[Stored items]
........
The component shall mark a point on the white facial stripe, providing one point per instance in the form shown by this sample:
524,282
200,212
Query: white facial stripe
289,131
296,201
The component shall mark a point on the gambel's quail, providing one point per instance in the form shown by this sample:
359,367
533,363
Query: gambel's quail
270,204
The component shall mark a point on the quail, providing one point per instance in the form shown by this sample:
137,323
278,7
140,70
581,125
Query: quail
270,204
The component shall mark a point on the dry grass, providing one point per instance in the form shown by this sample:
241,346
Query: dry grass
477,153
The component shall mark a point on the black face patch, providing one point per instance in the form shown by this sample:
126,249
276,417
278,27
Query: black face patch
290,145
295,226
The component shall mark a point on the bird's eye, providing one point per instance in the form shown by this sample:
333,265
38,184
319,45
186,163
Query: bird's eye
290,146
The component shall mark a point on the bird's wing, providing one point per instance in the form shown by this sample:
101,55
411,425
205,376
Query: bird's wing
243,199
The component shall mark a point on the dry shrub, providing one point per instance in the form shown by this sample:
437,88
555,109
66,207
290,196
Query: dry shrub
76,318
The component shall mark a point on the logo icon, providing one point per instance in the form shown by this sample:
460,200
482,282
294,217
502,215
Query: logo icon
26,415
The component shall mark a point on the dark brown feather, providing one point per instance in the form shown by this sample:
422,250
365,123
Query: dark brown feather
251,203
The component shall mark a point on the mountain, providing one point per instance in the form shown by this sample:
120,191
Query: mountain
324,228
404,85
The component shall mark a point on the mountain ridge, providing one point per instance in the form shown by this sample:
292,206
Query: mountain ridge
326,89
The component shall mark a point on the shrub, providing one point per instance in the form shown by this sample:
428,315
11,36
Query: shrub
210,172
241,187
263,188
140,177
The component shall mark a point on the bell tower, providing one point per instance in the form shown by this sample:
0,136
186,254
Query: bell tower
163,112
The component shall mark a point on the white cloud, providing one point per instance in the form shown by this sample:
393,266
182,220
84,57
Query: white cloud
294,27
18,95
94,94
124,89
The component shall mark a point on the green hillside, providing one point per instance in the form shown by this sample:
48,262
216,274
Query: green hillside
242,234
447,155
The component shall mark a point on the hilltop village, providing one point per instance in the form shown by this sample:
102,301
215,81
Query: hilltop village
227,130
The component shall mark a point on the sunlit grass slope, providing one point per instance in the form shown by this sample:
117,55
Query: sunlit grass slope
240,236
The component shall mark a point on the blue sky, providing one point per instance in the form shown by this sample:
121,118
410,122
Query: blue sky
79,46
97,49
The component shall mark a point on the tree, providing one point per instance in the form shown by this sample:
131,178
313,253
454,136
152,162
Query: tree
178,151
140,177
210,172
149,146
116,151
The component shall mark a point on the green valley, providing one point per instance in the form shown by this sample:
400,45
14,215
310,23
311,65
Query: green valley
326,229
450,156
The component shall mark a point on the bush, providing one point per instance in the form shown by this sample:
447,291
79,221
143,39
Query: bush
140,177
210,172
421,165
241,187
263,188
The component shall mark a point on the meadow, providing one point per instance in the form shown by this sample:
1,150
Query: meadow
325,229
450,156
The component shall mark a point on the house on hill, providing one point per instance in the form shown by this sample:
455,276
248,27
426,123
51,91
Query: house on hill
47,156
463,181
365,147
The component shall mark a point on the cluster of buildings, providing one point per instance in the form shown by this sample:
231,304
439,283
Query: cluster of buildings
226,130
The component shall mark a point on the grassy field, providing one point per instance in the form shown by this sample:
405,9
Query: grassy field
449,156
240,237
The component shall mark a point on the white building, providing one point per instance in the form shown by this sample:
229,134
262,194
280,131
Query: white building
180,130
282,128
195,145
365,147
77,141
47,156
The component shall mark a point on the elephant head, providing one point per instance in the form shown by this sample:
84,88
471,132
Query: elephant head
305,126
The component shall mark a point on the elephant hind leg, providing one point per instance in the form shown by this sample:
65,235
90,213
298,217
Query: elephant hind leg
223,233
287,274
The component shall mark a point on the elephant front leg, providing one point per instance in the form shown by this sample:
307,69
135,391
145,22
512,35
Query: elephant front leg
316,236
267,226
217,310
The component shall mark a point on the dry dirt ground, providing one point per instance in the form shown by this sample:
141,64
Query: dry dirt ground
........
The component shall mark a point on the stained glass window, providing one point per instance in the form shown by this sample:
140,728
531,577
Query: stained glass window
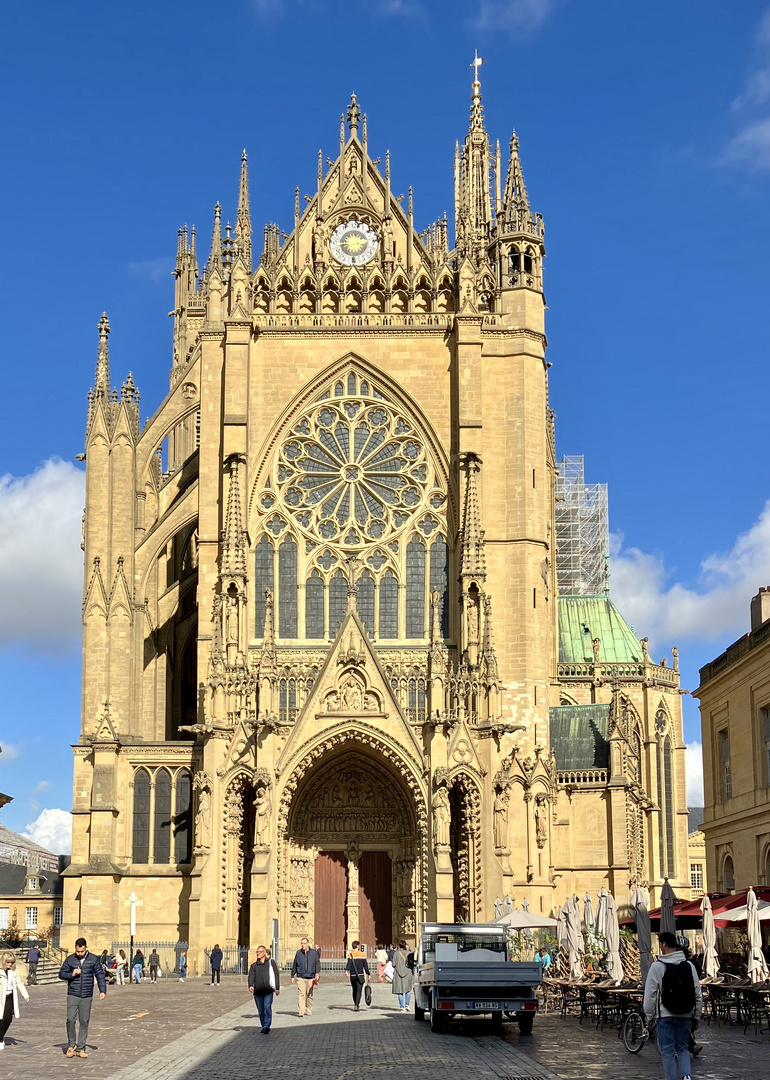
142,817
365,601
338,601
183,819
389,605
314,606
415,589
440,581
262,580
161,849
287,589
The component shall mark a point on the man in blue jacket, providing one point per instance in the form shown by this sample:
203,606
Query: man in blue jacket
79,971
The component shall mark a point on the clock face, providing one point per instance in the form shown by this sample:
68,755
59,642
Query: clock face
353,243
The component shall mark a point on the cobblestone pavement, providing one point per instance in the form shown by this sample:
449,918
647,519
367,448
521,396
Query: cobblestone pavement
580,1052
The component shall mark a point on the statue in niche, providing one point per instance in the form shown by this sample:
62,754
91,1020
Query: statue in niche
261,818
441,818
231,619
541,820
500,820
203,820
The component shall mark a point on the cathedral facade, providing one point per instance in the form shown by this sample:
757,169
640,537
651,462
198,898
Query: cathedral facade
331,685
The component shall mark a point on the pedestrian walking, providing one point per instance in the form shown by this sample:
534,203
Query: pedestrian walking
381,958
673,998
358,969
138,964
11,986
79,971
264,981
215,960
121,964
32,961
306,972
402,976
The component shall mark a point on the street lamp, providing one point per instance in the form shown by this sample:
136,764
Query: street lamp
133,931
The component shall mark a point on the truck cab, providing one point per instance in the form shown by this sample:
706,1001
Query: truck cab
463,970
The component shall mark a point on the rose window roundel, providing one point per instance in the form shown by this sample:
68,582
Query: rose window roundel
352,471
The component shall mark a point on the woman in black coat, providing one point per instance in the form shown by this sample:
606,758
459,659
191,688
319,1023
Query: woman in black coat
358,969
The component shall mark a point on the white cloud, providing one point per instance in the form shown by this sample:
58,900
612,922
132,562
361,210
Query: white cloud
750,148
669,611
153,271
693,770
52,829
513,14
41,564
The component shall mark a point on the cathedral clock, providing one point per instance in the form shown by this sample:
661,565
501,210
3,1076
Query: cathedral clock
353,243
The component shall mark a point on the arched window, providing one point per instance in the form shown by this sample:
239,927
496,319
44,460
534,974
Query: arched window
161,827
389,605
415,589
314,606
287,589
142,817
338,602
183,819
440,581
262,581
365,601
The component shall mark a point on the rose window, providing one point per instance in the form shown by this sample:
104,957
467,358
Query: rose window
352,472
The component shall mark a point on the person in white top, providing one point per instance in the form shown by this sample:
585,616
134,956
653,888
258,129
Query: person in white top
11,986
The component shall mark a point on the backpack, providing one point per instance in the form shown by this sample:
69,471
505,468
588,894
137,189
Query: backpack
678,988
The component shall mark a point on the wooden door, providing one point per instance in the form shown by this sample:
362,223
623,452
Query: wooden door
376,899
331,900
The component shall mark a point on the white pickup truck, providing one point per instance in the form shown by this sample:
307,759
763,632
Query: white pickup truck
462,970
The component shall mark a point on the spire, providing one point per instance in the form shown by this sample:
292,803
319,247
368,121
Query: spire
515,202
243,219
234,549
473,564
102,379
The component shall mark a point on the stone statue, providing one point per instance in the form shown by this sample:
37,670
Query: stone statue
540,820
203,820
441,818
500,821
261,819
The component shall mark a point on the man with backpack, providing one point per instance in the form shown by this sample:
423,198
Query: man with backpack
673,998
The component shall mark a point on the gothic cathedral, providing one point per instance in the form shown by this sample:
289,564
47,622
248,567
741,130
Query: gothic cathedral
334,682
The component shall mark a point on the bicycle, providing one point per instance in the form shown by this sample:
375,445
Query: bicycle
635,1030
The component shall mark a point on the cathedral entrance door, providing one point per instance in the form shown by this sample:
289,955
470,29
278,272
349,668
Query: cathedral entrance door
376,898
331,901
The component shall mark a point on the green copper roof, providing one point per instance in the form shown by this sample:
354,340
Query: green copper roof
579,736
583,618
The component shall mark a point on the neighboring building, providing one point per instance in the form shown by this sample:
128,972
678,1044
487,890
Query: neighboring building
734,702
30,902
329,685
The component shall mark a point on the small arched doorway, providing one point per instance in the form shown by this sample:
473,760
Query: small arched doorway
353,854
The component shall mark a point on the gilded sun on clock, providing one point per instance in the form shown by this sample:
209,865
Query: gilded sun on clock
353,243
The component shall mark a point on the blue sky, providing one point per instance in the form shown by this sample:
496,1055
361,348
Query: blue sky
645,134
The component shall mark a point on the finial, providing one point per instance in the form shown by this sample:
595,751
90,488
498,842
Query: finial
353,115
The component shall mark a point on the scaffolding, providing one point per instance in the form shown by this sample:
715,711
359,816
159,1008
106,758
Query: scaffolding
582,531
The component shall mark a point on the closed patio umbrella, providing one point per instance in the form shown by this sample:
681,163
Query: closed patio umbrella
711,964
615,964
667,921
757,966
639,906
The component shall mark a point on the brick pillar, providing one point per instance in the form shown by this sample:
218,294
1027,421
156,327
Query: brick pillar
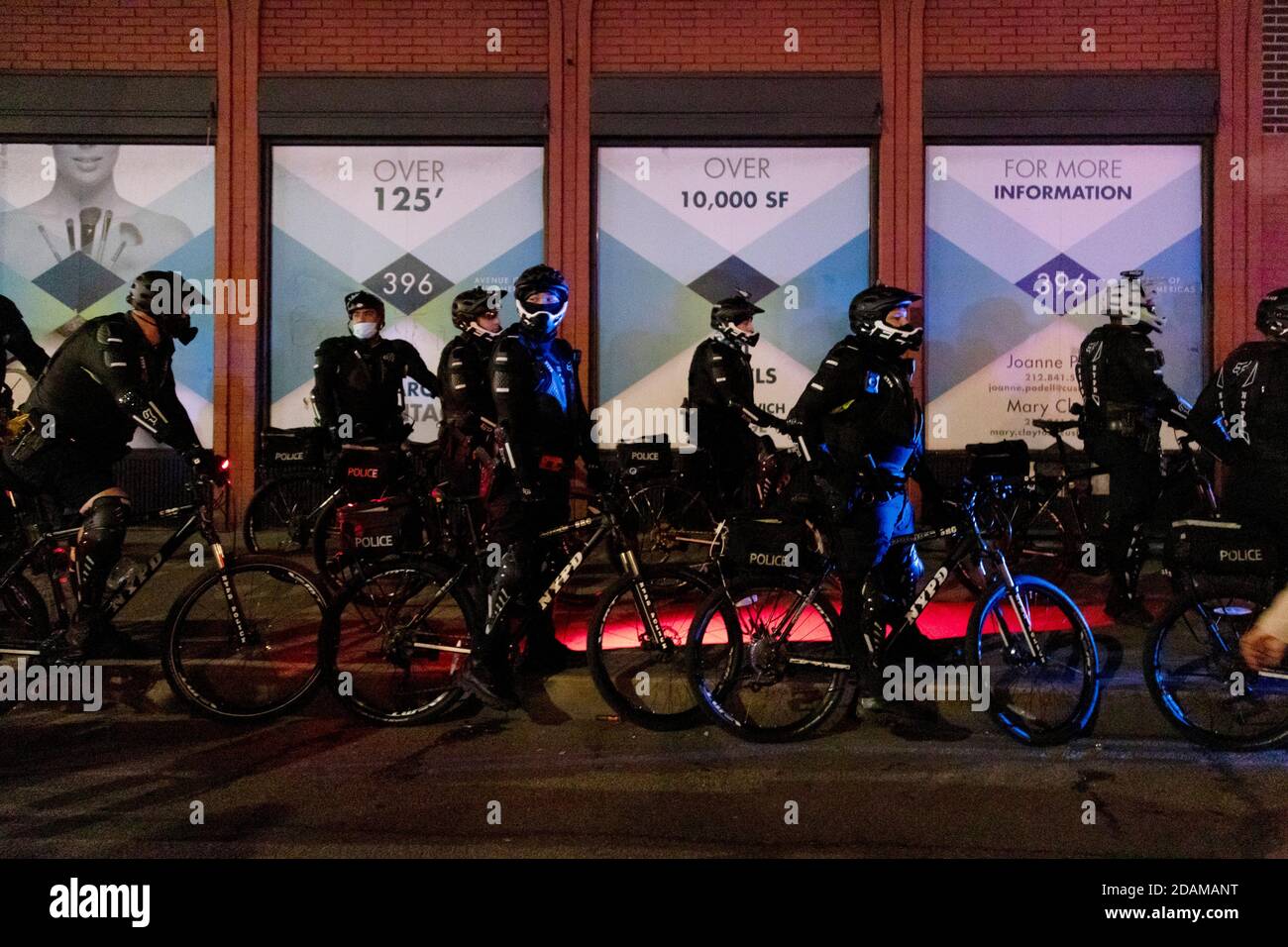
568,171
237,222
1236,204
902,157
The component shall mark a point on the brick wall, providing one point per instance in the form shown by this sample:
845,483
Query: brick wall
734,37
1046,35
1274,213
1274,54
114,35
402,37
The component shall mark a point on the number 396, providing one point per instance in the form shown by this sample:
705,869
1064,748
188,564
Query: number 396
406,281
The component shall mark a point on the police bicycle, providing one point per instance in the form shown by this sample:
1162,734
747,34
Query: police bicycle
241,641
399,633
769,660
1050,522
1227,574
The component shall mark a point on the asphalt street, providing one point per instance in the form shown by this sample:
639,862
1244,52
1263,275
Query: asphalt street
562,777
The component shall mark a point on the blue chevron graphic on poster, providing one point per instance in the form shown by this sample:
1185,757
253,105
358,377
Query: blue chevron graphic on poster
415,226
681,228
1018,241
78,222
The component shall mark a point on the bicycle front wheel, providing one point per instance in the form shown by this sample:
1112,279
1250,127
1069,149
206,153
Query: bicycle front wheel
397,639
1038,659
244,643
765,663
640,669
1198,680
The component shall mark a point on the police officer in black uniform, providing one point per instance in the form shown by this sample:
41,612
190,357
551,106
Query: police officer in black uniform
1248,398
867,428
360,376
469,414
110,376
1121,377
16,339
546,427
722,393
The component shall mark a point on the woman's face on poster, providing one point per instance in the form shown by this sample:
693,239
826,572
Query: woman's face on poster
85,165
........
# WHAT IS EXPECTED:
From the data above, copy each line where the string "ground" appears.

# REPLY:
The component shall mark a point on the dry dirt ground, providing one point per instance in the form shown by this sample:
Query: dry dirt ground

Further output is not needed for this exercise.